▶ _Exercise objective_
Write out the material below exactly, beginning at the line that contains "[locate] flower head" and ending with its last line, both ends included; write nothing else.

▶ _Information supplied_
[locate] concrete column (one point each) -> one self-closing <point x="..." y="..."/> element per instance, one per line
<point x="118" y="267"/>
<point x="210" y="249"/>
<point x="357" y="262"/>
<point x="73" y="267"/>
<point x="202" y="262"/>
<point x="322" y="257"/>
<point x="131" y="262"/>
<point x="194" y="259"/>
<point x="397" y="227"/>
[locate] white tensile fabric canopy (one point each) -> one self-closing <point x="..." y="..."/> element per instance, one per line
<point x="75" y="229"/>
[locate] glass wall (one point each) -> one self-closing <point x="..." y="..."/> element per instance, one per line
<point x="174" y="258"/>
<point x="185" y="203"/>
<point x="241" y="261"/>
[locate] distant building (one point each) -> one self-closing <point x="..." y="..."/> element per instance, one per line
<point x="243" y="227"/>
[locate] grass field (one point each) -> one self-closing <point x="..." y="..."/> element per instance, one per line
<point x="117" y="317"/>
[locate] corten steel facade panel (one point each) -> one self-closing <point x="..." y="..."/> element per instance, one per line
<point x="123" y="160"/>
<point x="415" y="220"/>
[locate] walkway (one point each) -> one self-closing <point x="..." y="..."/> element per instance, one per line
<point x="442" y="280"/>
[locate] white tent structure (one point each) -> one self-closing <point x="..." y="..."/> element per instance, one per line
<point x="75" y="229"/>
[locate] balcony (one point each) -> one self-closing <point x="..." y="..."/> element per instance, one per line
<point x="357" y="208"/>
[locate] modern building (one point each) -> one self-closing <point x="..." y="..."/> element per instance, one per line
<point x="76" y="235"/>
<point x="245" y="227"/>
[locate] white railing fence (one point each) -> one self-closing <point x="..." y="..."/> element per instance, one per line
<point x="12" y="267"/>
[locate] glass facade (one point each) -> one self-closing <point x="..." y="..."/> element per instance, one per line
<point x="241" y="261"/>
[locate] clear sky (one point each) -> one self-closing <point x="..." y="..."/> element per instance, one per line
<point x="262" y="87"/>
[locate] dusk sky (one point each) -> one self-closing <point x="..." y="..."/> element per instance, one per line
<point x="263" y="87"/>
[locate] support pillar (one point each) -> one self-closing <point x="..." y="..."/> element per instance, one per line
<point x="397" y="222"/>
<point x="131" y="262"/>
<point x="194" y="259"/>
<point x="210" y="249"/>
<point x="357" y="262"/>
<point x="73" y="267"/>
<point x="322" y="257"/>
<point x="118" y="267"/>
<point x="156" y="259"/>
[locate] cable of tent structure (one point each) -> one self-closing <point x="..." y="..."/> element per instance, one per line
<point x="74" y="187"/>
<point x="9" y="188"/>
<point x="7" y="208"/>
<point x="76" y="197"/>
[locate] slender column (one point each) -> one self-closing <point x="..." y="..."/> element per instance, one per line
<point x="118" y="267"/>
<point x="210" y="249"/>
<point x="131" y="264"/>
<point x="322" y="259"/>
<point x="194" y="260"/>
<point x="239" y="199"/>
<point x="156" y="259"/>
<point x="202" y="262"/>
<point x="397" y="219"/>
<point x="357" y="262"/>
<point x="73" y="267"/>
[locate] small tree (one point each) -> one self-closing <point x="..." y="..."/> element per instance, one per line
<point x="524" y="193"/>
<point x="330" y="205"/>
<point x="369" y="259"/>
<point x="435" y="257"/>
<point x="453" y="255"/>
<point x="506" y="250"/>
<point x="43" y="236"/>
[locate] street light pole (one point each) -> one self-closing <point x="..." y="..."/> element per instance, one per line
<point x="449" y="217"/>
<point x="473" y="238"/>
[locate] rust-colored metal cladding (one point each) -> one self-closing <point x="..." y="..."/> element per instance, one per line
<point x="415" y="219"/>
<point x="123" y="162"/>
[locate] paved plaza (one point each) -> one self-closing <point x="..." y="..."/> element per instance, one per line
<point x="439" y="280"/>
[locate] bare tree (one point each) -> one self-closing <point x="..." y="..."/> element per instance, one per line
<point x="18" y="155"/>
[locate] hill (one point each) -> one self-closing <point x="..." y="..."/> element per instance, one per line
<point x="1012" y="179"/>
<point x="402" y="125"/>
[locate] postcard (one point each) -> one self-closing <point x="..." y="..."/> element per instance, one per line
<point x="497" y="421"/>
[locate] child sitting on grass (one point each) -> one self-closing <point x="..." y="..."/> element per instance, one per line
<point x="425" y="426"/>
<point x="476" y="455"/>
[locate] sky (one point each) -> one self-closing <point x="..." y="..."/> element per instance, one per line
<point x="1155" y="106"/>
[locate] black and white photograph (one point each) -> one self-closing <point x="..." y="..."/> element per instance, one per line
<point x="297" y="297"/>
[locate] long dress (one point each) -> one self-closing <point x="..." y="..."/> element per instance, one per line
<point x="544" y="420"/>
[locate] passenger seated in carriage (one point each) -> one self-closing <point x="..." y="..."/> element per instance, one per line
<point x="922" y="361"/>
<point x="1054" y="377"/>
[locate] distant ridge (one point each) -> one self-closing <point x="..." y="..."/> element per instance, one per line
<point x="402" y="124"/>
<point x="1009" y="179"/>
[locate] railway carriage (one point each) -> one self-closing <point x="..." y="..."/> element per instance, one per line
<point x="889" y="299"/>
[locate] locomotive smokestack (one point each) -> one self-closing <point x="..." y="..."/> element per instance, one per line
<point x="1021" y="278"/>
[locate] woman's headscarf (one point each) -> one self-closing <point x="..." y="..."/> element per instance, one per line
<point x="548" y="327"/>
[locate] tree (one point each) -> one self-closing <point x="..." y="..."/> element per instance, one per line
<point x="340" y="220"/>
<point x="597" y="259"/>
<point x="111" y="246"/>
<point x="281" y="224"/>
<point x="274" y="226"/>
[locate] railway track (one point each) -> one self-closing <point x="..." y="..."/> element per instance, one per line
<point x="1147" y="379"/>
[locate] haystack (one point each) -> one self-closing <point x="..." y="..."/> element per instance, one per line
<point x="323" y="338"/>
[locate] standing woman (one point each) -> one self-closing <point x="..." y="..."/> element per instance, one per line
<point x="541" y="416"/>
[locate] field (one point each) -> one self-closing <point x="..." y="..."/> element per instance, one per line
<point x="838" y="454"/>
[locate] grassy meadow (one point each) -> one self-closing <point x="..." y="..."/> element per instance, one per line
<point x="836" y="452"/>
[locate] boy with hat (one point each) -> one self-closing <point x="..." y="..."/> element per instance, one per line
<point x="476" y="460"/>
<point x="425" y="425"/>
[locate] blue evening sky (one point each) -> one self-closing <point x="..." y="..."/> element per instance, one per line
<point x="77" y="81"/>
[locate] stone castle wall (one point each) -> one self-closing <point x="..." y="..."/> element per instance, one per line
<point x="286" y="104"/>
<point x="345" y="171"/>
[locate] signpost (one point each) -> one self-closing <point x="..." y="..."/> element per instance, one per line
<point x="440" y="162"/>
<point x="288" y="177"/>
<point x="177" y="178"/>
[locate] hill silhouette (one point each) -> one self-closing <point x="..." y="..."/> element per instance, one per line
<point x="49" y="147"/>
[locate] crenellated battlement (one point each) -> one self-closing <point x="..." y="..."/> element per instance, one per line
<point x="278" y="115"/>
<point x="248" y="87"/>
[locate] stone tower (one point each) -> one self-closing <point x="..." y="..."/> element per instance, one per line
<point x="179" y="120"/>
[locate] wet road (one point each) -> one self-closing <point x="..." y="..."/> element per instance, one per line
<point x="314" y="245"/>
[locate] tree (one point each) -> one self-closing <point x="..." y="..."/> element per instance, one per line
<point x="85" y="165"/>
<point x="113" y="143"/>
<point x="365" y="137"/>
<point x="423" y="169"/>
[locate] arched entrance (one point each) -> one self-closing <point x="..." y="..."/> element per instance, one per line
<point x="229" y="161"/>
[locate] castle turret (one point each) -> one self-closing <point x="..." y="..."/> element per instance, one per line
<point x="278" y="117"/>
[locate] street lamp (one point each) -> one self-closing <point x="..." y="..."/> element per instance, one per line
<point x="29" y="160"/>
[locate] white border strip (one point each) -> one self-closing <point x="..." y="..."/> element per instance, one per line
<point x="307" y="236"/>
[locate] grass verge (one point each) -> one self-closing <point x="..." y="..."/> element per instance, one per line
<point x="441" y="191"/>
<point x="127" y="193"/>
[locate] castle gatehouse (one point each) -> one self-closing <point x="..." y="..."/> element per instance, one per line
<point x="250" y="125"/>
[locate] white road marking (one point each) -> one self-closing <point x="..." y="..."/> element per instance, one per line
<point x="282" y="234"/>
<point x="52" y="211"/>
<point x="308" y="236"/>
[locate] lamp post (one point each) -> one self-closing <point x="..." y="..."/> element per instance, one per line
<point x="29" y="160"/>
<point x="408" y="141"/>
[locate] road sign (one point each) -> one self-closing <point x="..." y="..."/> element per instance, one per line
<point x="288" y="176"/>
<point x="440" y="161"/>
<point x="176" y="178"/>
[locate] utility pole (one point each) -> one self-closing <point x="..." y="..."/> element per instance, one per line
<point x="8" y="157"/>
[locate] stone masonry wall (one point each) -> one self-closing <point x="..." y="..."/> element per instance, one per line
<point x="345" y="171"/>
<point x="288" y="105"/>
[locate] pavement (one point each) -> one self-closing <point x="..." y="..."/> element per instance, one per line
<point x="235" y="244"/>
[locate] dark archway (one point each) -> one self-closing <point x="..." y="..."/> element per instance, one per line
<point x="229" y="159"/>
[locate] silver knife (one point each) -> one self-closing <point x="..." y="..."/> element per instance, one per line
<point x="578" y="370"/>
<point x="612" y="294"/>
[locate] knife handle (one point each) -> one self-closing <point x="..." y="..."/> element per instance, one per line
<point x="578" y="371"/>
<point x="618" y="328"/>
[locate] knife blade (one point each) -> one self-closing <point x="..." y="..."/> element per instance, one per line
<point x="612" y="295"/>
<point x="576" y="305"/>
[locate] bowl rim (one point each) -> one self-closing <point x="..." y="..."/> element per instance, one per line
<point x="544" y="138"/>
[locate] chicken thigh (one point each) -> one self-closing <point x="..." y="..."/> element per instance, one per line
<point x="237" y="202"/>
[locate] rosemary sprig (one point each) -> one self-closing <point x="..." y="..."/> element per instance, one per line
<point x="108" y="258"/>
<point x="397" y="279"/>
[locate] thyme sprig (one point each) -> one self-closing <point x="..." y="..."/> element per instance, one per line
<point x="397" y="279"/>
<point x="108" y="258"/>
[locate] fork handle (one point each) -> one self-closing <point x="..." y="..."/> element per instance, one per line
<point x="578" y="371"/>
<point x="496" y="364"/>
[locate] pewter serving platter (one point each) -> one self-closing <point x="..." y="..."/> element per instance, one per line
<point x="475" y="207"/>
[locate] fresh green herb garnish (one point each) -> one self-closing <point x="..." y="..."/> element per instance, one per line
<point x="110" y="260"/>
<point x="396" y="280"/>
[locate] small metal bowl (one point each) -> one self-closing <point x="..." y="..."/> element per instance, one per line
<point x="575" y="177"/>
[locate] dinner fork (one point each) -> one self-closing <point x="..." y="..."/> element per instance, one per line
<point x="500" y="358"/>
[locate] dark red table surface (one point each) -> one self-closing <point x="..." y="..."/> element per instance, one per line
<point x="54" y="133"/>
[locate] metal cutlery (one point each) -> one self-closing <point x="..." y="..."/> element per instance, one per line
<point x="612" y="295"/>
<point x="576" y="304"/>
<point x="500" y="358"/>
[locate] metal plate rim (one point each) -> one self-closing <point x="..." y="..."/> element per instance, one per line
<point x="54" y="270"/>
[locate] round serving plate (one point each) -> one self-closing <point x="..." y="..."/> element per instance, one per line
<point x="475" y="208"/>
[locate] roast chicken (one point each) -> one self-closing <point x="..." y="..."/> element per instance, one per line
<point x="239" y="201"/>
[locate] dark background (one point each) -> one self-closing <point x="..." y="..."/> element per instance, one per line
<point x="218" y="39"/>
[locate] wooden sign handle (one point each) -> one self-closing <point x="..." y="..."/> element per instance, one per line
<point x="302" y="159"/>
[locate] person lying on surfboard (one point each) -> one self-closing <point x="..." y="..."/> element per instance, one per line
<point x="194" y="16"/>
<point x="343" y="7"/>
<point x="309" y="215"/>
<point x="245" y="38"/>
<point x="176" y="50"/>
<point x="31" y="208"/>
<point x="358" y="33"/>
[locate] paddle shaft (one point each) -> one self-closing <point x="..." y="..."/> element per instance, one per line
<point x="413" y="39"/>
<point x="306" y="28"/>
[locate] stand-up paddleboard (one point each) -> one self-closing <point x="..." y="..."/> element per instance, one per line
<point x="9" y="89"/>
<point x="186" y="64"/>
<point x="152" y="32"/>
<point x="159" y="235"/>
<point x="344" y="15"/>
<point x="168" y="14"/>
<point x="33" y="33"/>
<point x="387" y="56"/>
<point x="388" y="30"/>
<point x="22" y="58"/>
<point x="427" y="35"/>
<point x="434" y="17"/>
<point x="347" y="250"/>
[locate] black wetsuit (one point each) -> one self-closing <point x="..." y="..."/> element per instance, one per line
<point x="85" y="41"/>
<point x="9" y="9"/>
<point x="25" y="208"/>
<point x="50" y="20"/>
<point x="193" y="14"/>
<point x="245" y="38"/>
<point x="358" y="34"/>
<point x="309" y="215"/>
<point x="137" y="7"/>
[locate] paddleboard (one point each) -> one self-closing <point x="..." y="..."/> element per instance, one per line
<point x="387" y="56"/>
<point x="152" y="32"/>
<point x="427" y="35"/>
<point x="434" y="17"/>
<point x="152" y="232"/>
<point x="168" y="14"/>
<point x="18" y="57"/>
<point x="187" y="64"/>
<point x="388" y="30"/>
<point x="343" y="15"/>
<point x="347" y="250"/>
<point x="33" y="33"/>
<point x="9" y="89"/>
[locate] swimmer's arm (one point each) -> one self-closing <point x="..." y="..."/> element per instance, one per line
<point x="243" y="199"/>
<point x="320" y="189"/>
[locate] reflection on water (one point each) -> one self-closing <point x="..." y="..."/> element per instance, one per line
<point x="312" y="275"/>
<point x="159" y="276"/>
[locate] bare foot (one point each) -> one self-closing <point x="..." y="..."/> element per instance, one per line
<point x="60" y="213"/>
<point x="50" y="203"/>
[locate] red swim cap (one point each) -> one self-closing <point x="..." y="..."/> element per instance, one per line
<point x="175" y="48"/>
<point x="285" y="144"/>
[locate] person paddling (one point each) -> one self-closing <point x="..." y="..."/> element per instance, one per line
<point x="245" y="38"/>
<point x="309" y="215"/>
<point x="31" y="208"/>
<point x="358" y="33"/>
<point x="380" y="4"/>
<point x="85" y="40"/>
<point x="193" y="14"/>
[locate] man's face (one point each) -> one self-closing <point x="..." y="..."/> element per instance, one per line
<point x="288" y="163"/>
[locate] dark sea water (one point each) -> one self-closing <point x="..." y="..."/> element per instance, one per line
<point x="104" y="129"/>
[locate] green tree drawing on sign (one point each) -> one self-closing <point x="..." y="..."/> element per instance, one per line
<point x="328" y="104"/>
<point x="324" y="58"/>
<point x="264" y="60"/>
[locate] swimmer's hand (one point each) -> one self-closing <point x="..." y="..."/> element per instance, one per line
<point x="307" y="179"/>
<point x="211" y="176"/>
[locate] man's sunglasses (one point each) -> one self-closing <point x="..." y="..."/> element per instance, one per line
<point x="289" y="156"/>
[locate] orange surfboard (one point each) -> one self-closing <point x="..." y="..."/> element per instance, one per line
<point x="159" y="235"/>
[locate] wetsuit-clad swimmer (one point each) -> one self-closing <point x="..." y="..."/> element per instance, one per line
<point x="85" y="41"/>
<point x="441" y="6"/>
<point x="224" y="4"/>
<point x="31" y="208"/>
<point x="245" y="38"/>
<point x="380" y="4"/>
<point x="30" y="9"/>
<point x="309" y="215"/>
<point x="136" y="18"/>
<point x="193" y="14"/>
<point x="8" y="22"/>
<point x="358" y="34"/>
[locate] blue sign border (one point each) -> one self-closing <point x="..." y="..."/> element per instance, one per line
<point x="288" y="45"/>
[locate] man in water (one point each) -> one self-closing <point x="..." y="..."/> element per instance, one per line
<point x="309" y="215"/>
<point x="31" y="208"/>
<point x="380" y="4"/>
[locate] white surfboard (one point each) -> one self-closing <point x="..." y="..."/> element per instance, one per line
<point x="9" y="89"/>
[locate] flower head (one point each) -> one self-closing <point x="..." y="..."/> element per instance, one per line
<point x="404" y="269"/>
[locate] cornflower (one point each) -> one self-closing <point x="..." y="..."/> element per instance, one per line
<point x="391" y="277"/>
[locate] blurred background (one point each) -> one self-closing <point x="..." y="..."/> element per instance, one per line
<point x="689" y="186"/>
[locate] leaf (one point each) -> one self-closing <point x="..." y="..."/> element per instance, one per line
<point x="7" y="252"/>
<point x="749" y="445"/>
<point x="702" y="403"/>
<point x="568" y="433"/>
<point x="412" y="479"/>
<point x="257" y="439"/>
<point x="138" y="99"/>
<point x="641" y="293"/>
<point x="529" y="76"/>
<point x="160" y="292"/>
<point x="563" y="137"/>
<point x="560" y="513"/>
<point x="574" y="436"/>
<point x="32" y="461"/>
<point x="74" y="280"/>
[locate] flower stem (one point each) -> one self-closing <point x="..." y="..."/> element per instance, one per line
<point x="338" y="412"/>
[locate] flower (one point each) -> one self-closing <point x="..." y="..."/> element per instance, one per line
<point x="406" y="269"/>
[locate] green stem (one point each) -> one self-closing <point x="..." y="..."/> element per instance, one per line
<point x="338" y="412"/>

▶ _Solution_
[locate] flower head (one point each) -> one self-closing <point x="..." y="..."/> element per instance, one per line
<point x="404" y="269"/>
[locate] cornflower (one point each) -> one self-closing <point x="..." y="..."/> element per instance, one per line
<point x="391" y="277"/>
[locate] blurred background (one point each) -> one self-closing <point x="..." y="..."/> element per instance, one per line
<point x="689" y="186"/>
[locate] leaf (one point each) -> one self-closing <point x="..." y="..."/> element per instance, one per line
<point x="7" y="252"/>
<point x="749" y="445"/>
<point x="702" y="403"/>
<point x="568" y="433"/>
<point x="412" y="479"/>
<point x="257" y="439"/>
<point x="138" y="99"/>
<point x="641" y="293"/>
<point x="529" y="76"/>
<point x="160" y="292"/>
<point x="563" y="137"/>
<point x="560" y="513"/>
<point x="574" y="436"/>
<point x="32" y="461"/>
<point x="74" y="280"/>
[locate] flower stem (one point each) -> one self-closing <point x="..." y="..."/> element per instance, one per line
<point x="338" y="412"/>
[locate] flower (one point each) -> one self-closing <point x="..." y="..."/> element per instance, one per line
<point x="406" y="269"/>
[locate] green stem (one point each) -> one self-closing <point x="..." y="..."/> element per instance, one per line
<point x="338" y="412"/>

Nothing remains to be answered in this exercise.